──────── Records provided ────────

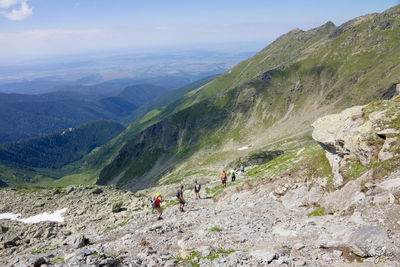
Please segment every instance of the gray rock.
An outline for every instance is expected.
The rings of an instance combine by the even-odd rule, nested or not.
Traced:
[[[6,227],[6,226],[1,226],[1,232],[2,232],[3,234],[7,233],[7,232],[8,232],[8,230],[10,230],[10,228],[9,228],[9,227]]]
[[[302,249],[304,247],[305,247],[305,245],[303,243],[296,243],[293,246],[293,248],[296,249],[296,250],[300,250],[300,249]]]
[[[391,193],[381,193],[374,196],[373,203],[375,205],[393,204],[395,197]]]
[[[275,251],[252,251],[250,253],[253,257],[260,259],[266,263],[271,263],[274,259],[277,258]]]
[[[89,240],[82,234],[75,234],[64,240],[65,245],[71,245],[73,248],[81,248],[86,246]]]
[[[359,140],[372,132],[373,128],[372,123],[364,123],[363,108],[355,106],[339,114],[319,118],[312,124],[312,137],[333,155],[341,158],[355,155],[363,164],[368,163],[372,158],[372,149]]]
[[[27,261],[27,266],[40,267],[42,264],[46,264],[47,260],[44,257],[36,256],[32,257]]]
[[[294,263],[294,266],[304,266],[304,265],[306,265],[305,260],[298,260]]]
[[[89,256],[89,255],[92,255],[92,254],[94,254],[94,253],[96,253],[95,250],[91,250],[91,249],[85,248],[85,249],[82,249],[81,251],[79,251],[79,252],[76,254],[76,257],[77,257],[78,259],[83,259],[84,257]]]
[[[369,190],[371,188],[374,188],[376,185],[374,183],[367,182],[364,186],[365,186],[365,188],[367,188]]]
[[[92,190],[92,194],[94,195],[99,195],[101,193],[103,193],[103,190],[101,188],[95,188]]]
[[[123,205],[123,202],[122,202],[122,201],[115,202],[115,203],[112,205],[111,211],[112,211],[113,213],[119,212],[119,211],[121,210],[122,205]]]
[[[157,253],[157,251],[154,250],[152,247],[148,247],[147,250],[146,250],[147,256],[153,255],[153,254],[156,254],[156,253]]]
[[[378,226],[363,226],[350,235],[348,246],[352,252],[360,257],[376,257],[386,253],[386,244],[389,241],[388,229]]]
[[[175,266],[178,263],[178,260],[169,260],[165,263],[165,266]]]
[[[3,243],[3,248],[11,248],[16,246],[18,246],[18,244],[14,240],[9,240]]]
[[[199,249],[201,257],[208,257],[211,254],[211,251],[208,247],[201,247]]]
[[[114,267],[119,264],[119,261],[113,257],[106,258],[96,263],[98,267]]]
[[[395,153],[390,151],[390,149],[396,142],[397,138],[386,138],[385,143],[382,146],[382,149],[378,153],[379,161],[389,160],[395,156]]]
[[[287,191],[288,189],[285,187],[285,186],[277,186],[276,188],[275,188],[275,194],[277,194],[278,196],[283,196],[285,193],[286,193],[286,191]]]

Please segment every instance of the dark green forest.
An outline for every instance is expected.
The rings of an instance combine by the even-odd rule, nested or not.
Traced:
[[[95,121],[61,133],[0,146],[0,162],[11,166],[60,168],[79,160],[124,130],[117,122]]]

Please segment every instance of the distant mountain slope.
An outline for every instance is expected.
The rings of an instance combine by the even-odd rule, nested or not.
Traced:
[[[0,93],[0,103],[18,103],[18,102],[46,102],[69,99],[85,99],[86,96],[77,92],[59,91],[39,95]]]
[[[201,86],[211,82],[218,76],[219,76],[219,74],[212,75],[212,76],[206,77],[204,79],[201,79],[199,81],[196,81],[194,83],[188,84],[184,87],[169,91],[169,92],[161,95],[160,97],[150,101],[149,103],[139,107],[138,109],[134,110],[132,112],[132,114],[127,119],[125,119],[125,121],[128,121],[128,122],[136,121],[136,120],[142,118],[147,112],[149,112],[153,109],[161,108],[165,105],[168,105],[168,104],[171,104],[171,103],[177,101],[178,99],[183,97],[185,94],[187,94],[190,91],[193,91],[195,89],[198,89]]]
[[[118,97],[130,101],[136,106],[142,106],[144,103],[156,99],[167,91],[167,88],[161,86],[138,84],[126,87],[118,94]]]
[[[0,162],[9,166],[60,168],[103,145],[124,129],[116,122],[96,121],[61,133],[0,145]]]
[[[8,184],[6,184],[5,182],[3,182],[2,180],[0,180],[0,187],[7,187]]]
[[[121,96],[96,101],[86,101],[87,95],[68,91],[40,95],[0,93],[0,144],[61,131],[88,121],[120,121],[166,91],[149,84],[137,85],[124,89]]]
[[[2,103],[0,134],[4,139],[0,143],[62,131],[88,121],[117,119],[119,114],[108,107],[104,103],[74,99]]]
[[[203,81],[205,82],[205,81]],[[183,87],[185,90],[191,90],[193,89],[195,84],[194,83],[191,86],[188,87]],[[203,84],[203,83],[200,83]],[[183,89],[179,89],[178,93],[182,93],[184,91]],[[168,94],[167,96],[168,99],[176,97],[176,93],[171,92],[172,94]],[[52,94],[52,93],[51,93]],[[39,100],[42,99],[42,95],[36,95],[36,96],[26,96],[26,95],[17,95],[21,96],[21,99],[24,101],[28,100]],[[162,97],[160,97],[162,99]],[[18,100],[18,97],[16,98],[15,95],[11,97],[11,101]],[[170,101],[170,100],[167,100]],[[8,101],[4,101],[8,102]],[[33,101],[35,102],[35,101]],[[35,104],[40,104],[41,102],[35,102]],[[85,102],[86,103],[86,102]],[[120,116],[125,116],[129,115],[129,108],[133,105],[131,102],[125,100],[125,98],[122,97],[109,97],[109,98],[104,98],[101,99],[100,101],[97,101],[95,103],[93,102],[88,102],[91,103],[92,106],[91,108],[99,108],[101,110],[107,108],[109,112],[119,114]],[[23,104],[23,103],[19,103]],[[128,107],[124,107],[124,105]],[[79,128],[79,127],[78,127]],[[88,128],[87,134],[93,134],[91,128]],[[55,136],[58,137],[58,134],[55,135],[50,135],[50,136]],[[43,137],[44,139],[48,139],[49,136]],[[102,146],[98,147],[95,150],[93,150],[89,155],[86,155],[82,159],[77,158],[77,157],[67,157],[69,159],[69,162],[67,164],[64,164],[65,161],[60,161],[60,155],[57,153],[49,153],[43,158],[47,160],[49,163],[46,165],[44,164],[41,166],[41,169],[38,169],[37,167],[39,166],[38,164],[38,159],[37,158],[32,158],[33,162],[36,162],[33,164],[30,162],[28,159],[26,159],[26,155],[24,153],[28,153],[28,155],[31,155],[32,153],[30,152],[32,150],[31,146],[36,145],[38,140],[43,140],[43,138],[34,138],[32,140],[27,140],[27,141],[20,141],[17,143],[12,143],[12,144],[6,144],[1,146],[0,145],[0,153],[11,153],[12,151],[15,151],[16,154],[12,154],[11,157],[9,157],[9,160],[0,160],[0,177],[3,177],[6,181],[11,181],[11,184],[15,185],[15,183],[19,182],[26,182],[26,183],[40,183],[40,184],[46,184],[46,185],[54,185],[54,182],[57,183],[57,185],[64,185],[64,184],[71,184],[74,182],[83,182],[88,183],[90,181],[93,181],[93,179],[97,179],[97,175],[101,168],[104,167],[104,160],[107,156],[104,156],[103,153],[108,153],[110,150],[114,150],[118,152],[117,147],[119,146],[118,143],[121,142],[118,141],[114,143],[114,145],[108,145],[108,146]],[[129,138],[126,136],[126,138]],[[123,139],[125,140],[125,139]],[[122,141],[123,142],[123,141]],[[42,142],[41,144],[45,146],[46,143],[49,142]],[[50,142],[51,143],[51,142]],[[113,143],[113,142],[110,142]],[[108,147],[108,148],[107,148]],[[1,149],[3,148],[3,149]],[[43,147],[44,152],[47,150]],[[63,147],[59,147],[60,151],[63,150]],[[68,150],[68,148],[66,148]],[[2,152],[1,152],[2,151]],[[24,155],[20,159],[17,155],[18,154]],[[69,153],[69,152],[68,152]],[[34,153],[37,155],[37,153]],[[40,153],[39,153],[40,154]],[[108,155],[109,157],[110,155]],[[78,161],[73,161],[72,159],[78,159]],[[72,160],[72,161],[71,161]],[[54,162],[55,161],[55,162]],[[54,163],[51,163],[54,162]],[[51,163],[51,164],[50,164]],[[52,168],[52,169],[49,169]],[[85,174],[82,175],[80,171],[84,171]],[[92,176],[92,174],[96,175],[96,178]],[[63,177],[66,175],[65,179],[57,180],[54,181],[54,179],[58,179],[60,177]],[[74,176],[75,175],[75,176]],[[90,177],[88,177],[90,175]],[[85,176],[83,179],[82,177]],[[72,178],[72,177],[76,177]],[[44,178],[44,180],[42,179]],[[47,179],[51,178],[51,179]]]
[[[222,168],[243,155],[241,145],[263,149],[310,131],[323,114],[385,98],[400,83],[399,42],[400,6],[340,27],[293,30],[128,127],[112,141],[130,137],[98,183],[141,189]]]

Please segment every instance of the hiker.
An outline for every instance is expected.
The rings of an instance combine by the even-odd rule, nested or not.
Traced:
[[[244,165],[243,165],[243,163],[240,164],[240,172],[242,174],[244,174]]]
[[[194,181],[194,194],[196,195],[196,200],[200,198],[200,189],[201,185],[197,181]]]
[[[231,179],[232,179],[232,182],[234,182],[236,180],[236,168],[233,168],[233,171],[231,173]]]
[[[222,174],[221,174],[221,182],[222,182],[222,186],[223,187],[226,187],[226,180],[227,180],[227,175],[226,175],[226,172],[225,172],[225,170],[223,170],[222,171]]]
[[[162,215],[161,202],[162,202],[162,198],[161,198],[160,193],[157,193],[156,196],[154,197],[154,199],[151,201],[151,205],[153,206],[154,209],[157,210],[157,213],[158,213],[157,220],[162,220],[162,218],[161,218],[161,215]]]
[[[185,200],[183,199],[183,185],[181,185],[180,189],[178,192],[176,192],[176,197],[179,200],[179,210],[181,212],[185,211],[183,207],[185,206]]]

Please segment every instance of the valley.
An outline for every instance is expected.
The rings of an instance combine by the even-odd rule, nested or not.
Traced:
[[[2,93],[4,129],[35,137],[0,145],[0,265],[397,266],[399,42],[396,5],[293,29],[185,86],[89,75]]]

────────

Work request:
All lines that include the word "Please" must be copied from the material above.

Reply to the task:
Please segment every instance of the gray rock.
Please segment every instance of the dark green forest.
Please segment every instance of the distant mountain slope.
Please segment every instance of the hiker.
Please segment every instance of the valley.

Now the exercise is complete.